Bru Garcia, Sara
(2021)
Testing a Connectionist Model of Acquired Equivalence.
PhD thesis, University of Nottingham.
Abstract
Over the past decades, experimental research with animals has demonstrated that the generalisation between two stimuli is determined not only by their intrinsic properties, but by their associative history. This phenomenon is illustrated with the use of acquired equivalence tasks, which show that stimuli are treated as more similar when they come to elicit the same response as a result of conditioning. Different associative learning theories have been proposed to accommodate extant experimental findings. Mediated conditioning can explain simple forms of acquired equivalence (Honey & Hall, 1989), but is unable to accommodate findings from more complex configural acquired equivalence tasks, where stimuli are equally reinforced and nonreinforced. Pearce’s (1994) connectionist model and its extended version (Honey & Watt, 1998) can explain findings from revaluation configural acquired equivalence procedures, but cannot anticipate findings from other forms of configural acquired equivalence. Alternatively, Honey and colleagues (Honey, 2000; Honey et al., 2010) proposed a connectionist model that allows for similar inputs that share a common reinforcer to share hidden units. This model was able to accommodate a wide range of experimental findings that other models failed to explain.
Honey and colleagues claimed that their connectionist model could also accommodate the results from Intra dimensional/Extra-dimensional shift tasks (IDS/EDS), which consistently find that IDS is easier than EDS, without explicitly invoking the need for attention. In Chapter 2, we tested this claim by assessing the correlation between performance in a configural acquired equivalence task and two attentional set tasks: IDS/EDS and optional-shift. Findings revealed an overall positive correlation between test performance in acquired equivalence and optional-shift, but no correlation between performance in our acquired equivalence task and IDS/EDS, in what could be seen as a challenge to Honey et al. (2010).

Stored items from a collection

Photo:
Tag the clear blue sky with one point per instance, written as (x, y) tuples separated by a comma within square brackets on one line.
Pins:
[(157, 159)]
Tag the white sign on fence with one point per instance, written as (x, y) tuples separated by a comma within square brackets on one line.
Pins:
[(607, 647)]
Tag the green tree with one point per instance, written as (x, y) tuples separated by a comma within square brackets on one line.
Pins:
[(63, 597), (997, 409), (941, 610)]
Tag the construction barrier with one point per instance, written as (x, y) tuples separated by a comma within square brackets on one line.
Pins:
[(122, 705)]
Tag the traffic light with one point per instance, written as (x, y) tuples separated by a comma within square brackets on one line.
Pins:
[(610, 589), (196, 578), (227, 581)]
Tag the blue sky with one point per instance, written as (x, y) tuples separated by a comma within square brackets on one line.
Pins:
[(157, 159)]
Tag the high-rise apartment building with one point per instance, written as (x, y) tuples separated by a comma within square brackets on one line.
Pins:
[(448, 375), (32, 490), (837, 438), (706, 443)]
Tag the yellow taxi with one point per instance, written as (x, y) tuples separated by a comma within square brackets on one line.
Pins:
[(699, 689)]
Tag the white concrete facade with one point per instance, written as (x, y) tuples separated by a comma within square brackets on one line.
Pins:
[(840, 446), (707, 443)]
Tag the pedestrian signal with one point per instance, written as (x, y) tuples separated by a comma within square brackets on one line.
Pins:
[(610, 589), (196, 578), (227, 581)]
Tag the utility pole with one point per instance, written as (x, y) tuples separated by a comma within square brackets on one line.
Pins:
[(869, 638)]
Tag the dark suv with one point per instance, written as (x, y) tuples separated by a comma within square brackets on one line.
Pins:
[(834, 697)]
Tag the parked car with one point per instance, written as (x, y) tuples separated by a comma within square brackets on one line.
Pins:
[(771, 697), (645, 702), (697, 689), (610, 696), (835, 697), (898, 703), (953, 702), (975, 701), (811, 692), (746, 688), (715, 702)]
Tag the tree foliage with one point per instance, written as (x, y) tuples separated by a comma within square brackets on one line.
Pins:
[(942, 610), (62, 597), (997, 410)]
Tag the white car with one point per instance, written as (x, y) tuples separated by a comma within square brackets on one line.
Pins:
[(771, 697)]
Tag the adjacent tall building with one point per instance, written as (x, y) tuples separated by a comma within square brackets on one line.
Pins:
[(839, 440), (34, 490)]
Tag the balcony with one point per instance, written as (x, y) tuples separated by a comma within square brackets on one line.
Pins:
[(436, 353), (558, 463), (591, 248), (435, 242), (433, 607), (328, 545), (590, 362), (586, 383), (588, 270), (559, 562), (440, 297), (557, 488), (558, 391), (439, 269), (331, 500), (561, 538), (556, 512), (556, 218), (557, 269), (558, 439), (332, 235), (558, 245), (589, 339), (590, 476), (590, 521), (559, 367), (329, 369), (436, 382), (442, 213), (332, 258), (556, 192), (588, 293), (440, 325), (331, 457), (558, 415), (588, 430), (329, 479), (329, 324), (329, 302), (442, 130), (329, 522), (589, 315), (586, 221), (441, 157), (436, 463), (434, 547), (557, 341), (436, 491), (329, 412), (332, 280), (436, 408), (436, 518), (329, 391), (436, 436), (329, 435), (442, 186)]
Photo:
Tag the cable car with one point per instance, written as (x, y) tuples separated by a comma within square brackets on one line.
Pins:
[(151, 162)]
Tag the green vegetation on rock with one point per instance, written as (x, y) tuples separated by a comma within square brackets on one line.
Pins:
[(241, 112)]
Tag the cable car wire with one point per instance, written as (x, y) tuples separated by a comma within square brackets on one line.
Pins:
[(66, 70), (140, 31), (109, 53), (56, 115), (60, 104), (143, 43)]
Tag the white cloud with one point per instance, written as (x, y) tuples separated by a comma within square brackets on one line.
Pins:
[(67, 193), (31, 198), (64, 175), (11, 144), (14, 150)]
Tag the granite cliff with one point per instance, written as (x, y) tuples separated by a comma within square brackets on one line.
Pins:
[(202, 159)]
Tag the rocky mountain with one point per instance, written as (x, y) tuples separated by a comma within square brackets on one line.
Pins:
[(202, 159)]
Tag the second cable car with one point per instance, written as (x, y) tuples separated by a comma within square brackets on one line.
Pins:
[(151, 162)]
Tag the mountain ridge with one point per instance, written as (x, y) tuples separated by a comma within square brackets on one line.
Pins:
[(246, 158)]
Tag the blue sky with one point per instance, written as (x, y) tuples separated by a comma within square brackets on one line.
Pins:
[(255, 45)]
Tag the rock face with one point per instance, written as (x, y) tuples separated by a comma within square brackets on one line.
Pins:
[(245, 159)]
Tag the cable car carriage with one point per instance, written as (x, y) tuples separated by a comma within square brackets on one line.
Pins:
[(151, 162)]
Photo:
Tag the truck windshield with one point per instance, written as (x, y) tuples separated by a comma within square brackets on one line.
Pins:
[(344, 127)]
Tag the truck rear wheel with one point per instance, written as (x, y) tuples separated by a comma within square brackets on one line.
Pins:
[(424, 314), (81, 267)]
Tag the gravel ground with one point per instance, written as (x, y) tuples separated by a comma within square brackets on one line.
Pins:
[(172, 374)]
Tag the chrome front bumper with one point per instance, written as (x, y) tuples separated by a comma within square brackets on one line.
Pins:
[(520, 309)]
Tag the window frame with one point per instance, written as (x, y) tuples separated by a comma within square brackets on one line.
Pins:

==

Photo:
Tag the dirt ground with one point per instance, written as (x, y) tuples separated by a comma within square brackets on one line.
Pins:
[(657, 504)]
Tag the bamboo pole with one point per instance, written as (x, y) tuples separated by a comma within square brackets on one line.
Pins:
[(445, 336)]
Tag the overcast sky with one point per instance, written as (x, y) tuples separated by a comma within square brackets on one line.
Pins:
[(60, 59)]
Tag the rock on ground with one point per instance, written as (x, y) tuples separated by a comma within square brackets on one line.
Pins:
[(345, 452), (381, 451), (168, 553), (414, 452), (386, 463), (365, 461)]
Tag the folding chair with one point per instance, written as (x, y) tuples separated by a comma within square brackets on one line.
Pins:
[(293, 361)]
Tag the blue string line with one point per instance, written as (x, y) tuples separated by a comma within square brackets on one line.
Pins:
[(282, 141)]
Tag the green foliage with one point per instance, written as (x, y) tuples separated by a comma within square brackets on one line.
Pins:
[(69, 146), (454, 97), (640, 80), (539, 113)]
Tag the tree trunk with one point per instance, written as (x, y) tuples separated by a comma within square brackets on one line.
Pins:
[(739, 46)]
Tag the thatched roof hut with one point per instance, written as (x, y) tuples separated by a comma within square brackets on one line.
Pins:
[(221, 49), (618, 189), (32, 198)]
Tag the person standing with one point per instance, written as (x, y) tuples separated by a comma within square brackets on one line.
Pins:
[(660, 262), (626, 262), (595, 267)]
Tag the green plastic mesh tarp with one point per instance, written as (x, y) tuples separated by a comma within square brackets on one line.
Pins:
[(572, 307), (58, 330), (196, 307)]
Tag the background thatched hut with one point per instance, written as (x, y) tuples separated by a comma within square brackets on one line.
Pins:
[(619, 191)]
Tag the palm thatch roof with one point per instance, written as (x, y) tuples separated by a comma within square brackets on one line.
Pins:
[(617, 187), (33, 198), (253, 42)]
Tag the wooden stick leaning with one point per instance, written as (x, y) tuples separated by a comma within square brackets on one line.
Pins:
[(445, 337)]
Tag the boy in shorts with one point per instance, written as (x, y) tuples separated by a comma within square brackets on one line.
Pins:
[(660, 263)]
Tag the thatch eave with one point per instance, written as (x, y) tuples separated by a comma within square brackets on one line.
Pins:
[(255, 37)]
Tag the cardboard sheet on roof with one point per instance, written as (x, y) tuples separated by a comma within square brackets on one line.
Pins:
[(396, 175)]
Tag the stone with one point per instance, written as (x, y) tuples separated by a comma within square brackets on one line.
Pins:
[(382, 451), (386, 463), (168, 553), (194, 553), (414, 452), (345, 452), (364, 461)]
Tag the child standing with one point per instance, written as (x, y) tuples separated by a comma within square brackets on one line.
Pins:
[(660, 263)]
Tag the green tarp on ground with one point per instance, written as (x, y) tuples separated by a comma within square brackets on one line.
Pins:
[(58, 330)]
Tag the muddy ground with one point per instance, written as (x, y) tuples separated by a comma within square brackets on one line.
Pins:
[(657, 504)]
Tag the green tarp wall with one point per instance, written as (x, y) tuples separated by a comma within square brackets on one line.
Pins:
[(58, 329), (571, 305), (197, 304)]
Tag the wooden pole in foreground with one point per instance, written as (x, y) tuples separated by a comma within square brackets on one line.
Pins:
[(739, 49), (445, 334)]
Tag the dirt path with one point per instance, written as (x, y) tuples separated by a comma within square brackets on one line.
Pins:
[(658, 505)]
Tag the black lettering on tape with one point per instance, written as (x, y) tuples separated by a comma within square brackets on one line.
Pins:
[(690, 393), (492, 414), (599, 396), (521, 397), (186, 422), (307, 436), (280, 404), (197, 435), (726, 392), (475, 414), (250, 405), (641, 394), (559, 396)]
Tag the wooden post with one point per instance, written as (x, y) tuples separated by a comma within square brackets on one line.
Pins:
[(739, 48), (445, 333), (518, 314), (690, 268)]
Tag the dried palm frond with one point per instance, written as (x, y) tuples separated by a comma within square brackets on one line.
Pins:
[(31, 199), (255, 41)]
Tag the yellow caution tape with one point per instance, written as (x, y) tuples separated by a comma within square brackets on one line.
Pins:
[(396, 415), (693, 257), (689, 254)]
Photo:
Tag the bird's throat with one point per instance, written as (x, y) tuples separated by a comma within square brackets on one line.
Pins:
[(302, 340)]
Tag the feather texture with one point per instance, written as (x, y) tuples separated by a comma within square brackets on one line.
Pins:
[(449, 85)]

- _GIVEN INSTRUCTION 1_:
Translate into French this sentence from the thesis abstract: "Different associative learning theories have been proposed to accommodate extant experimental findings."
- _GIVEN INSTRUCTION 2_:
Proceed with the thesis abstract on acquired equivalence, starting after its final sentence.
The items were taken from a separate source.

- _FINAL RESULT 1_:
Différentes théories de l'apprentissage associatif ont été proposées pour rendre compte des résultats expérimentaux existants.

- _FINAL RESULT 2_:
Chapter 3 tested the effects of various outcome manipulations in configural and non-configural acquired equivalence. Experiments in this chapter revealed an enhanced revaluation and acquired equivalence effect in participants who had experienced different outcomes across training and revaluation, compared to participants who had received the same outcomes across stages. However, these group differences disappeared in a second experiment that intermixed configural and non-configural trials during the initial discrimination. A second set of experiments in this chapter failed to replicate findings from Delamater (1998), which reported a faster reversal acquisition in a group of rats that received different outcomes within stimulus modality compared to a group of rats that received the same outcomes within stimulus modality.
Although Honey and colleagues carefully described the characteristics of their network, verbal descriptions could be prone to error. To the aim of qualifying the model, Chapter 4 describes a series of simulations of the experimental data presented in chapters 2 and 3 of this thesis using a formal computer instantiation of Honey’s model that was recently published (Robinson et al., 2019). This Hebbian learning network successfully simulated data from our 2-Stages configural acquired equivalence task and confirmed an enhanced acquired equivalence effect in a simulation with different outcomes across training and revaluation. This instantiation of the model was also able to accommodate findings from Delamater (1998), despite our unsuccessful attempts to replicate and extend the generality of the findings to human participants.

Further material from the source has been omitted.